Work to complete :: Use the entries below to count the lines that hold the word "blouse"; answer with the number only.

:: Task material

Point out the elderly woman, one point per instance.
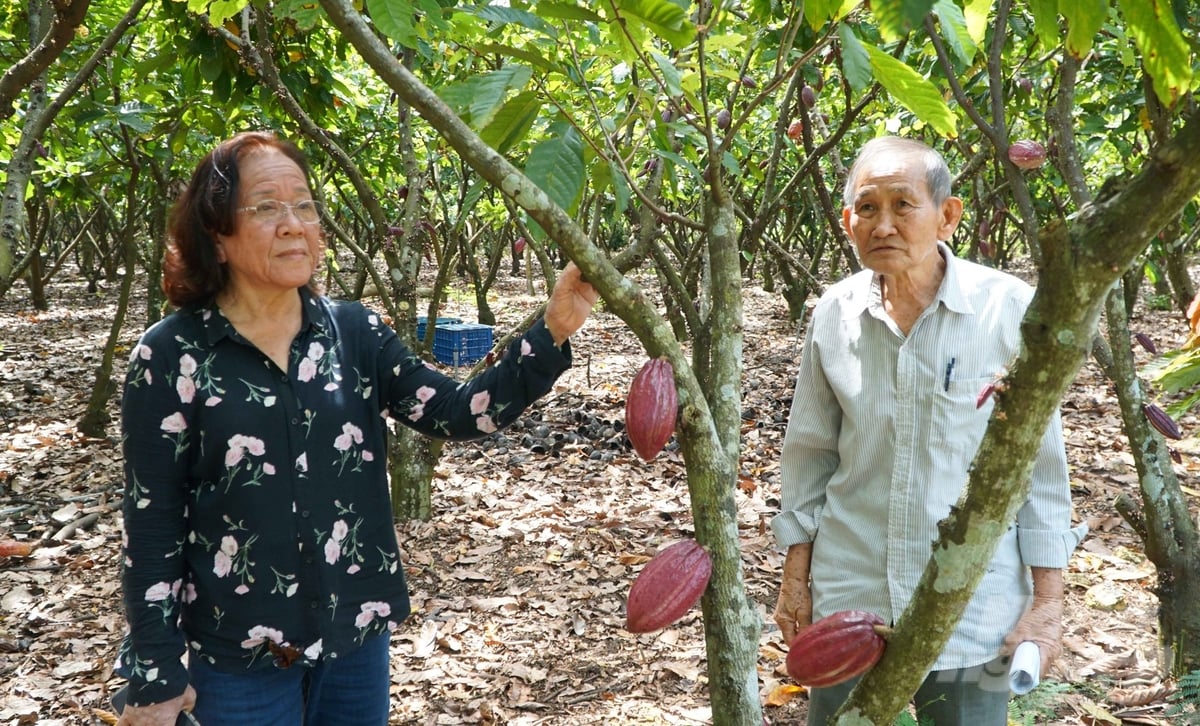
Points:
(258, 531)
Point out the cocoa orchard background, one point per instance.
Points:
(520, 577)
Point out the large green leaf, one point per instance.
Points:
(511, 124)
(976, 12)
(898, 17)
(504, 16)
(556, 166)
(954, 30)
(664, 18)
(819, 12)
(855, 60)
(1164, 52)
(567, 11)
(1084, 21)
(913, 91)
(480, 97)
(1045, 22)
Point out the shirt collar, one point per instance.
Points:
(217, 327)
(867, 292)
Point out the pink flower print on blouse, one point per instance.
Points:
(479, 403)
(222, 562)
(423, 396)
(162, 595)
(237, 461)
(334, 544)
(348, 443)
(174, 429)
(369, 612)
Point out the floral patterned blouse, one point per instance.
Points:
(257, 513)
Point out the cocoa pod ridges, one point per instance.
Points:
(651, 408)
(837, 648)
(667, 587)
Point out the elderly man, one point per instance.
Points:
(883, 429)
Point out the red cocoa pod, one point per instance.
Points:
(1027, 155)
(15, 549)
(651, 408)
(667, 587)
(808, 96)
(796, 130)
(1162, 423)
(837, 648)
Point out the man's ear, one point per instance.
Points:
(952, 213)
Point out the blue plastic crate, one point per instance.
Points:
(461, 343)
(421, 322)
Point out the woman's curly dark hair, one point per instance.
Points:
(191, 271)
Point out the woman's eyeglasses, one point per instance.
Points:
(273, 211)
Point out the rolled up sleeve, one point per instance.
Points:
(1044, 534)
(809, 457)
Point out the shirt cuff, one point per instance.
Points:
(539, 339)
(1049, 547)
(795, 527)
(167, 683)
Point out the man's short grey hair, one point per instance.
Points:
(937, 173)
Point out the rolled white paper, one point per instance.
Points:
(1025, 671)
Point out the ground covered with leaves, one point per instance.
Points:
(520, 577)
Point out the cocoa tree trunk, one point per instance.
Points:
(709, 436)
(95, 417)
(1170, 537)
(411, 462)
(47, 19)
(1081, 261)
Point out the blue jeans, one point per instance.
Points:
(976, 696)
(351, 690)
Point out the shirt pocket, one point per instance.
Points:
(960, 421)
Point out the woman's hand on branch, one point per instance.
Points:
(570, 303)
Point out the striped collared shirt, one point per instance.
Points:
(882, 431)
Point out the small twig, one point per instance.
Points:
(83, 522)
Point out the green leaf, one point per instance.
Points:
(556, 166)
(394, 18)
(1045, 22)
(954, 30)
(1084, 21)
(913, 91)
(480, 97)
(133, 114)
(898, 17)
(660, 17)
(1163, 49)
(855, 60)
(671, 77)
(975, 12)
(819, 12)
(567, 11)
(511, 124)
(504, 16)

::::

Finished task :: 2